◆ Reading text ◆

I am re-reading an Andrew Wyeth biography that I enjoyed years ago, Richard Meryman’s Andrew Wyeth: A Secret Life.  My soul stirs deeply as I read of his life and legacy, and the life and ideas of his father N. C. have taken such a hold on me that I just ordered and received (thanks Amazon!) The Wyeths, by N. C. Wyeth.  That incredibly large man was so charged with literary ideas and philosophical sentiments that I cannot wait to read from the 1200 letters that he left behind, exposing his most intimate thoughts and dreams about art. So, in addition to enjoying my circle of family and friends, I’m enjoying some quality reading and times for reflection.  The holidays are such a warm and intimate time for these kinds of pursuits.

I wish all of you the very best of life as we sail through this season.  Christmas and the New Year always fill me with the most meaningful ponderings.

Thanks for reading.

I paint in order to discover.

I journal when I feel alone.

I blog to remind myself tha I am not alone.

Finished the St. Louis Painting

September 22, 2012

My Town Finished (Switzer’s Licorice, St. Louis)

I finally finished this small 8 x 10″ watercolor sketch and am ready to put it in a matte and plastic sleeve.  I’ll bring it out at the Taste of St. Louis art festival next weekend.  Now it is time to get in the Andy Warhol “Factory” mode, as I have plenty of greeting cards and prints to process, gear to pack and a Jeep to load for next week’s sojourn.

Thanks for reading.

Working Toward the St. Louis Art Festival

September 21, 2012

My Town 63050

Friday night has finally arrived.  I’ve been able to give plenty of attention to the watercolor I began last evening.  I hope to finish this tomorrow.  This is an 8 x 10″ watercolor sketch of the Switzer Licorice building that stood in downtown St. Louis during my youth.  Unfortunately it was demolished a number of years ago.  It has been my attention for several years to do a few studies of the building and see if I can execute a full-scale watercolor of it on a large sheet of paper.

Thanks for reading.

My Town 63050 (Switzer’s Licorice St. Louis)

September 21, 2012

Switzer’s Licorice, St. Louis

If you read yesterday’s blog, you’ll know that I have toyed with reviving a project I abandoned about a year ago–a series of watercolors titled “My Town 63050.”  My inspiration came from Thornton Wilder, Sherwood Anderson, Garrison Keillor and any other brilliant mind who created their own fictitious town and grew wonderful stories about them.  I once thought I would do the same with watercolor.  Yesterday evening, I began a small watercolor sketch of the old Switzer’s Licorice building on the St. Louis riverfront that has since been demolished.  I grew up looking at that lone sentinel of a building sitting north of the gateway arch, above the Mississippi River.  I figured it was time to re-do a painting of it.  Formerly it had stood in the background of a 1999 watercolor I had titled “Turvey’s Corner.”  I look forward to finishing this and matting it to put in my booth next week when I attend Taste of St. Louis art festival.

◆ Supplied records ◆
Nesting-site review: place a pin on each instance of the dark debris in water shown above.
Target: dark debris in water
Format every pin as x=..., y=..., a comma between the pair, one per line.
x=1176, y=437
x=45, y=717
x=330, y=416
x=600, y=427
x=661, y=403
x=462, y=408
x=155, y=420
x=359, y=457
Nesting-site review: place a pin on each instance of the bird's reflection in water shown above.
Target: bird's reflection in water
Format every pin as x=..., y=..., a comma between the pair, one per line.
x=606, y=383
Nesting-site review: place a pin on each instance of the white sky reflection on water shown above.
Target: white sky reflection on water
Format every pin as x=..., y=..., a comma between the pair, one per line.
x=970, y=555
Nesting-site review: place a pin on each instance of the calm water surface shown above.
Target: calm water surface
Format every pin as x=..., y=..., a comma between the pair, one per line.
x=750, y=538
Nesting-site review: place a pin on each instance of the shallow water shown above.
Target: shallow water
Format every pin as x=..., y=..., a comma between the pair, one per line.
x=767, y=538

◆ Stated goal ◆
Say whether each statement agrees with the blog posts above, answering yes or no and quoting the words that decide it. 1. The watercolor of the Switzer's Licorice building measures 8 x 10 inches. 2. The Switzer Licorice building still stands in downtown St. Louis. 3. The writer plans to show the finished watercolor at the Taste of St. Louis art festival.

◆ Written response ◆
1. Yes: "I finally finished this small 8 x 10″ watercolor sketch"
2. No: "Unfortunately it was demolished a number of years ago."
3. Yes: "I’ll bring it out at the Taste of St. Louis art festival next weekend."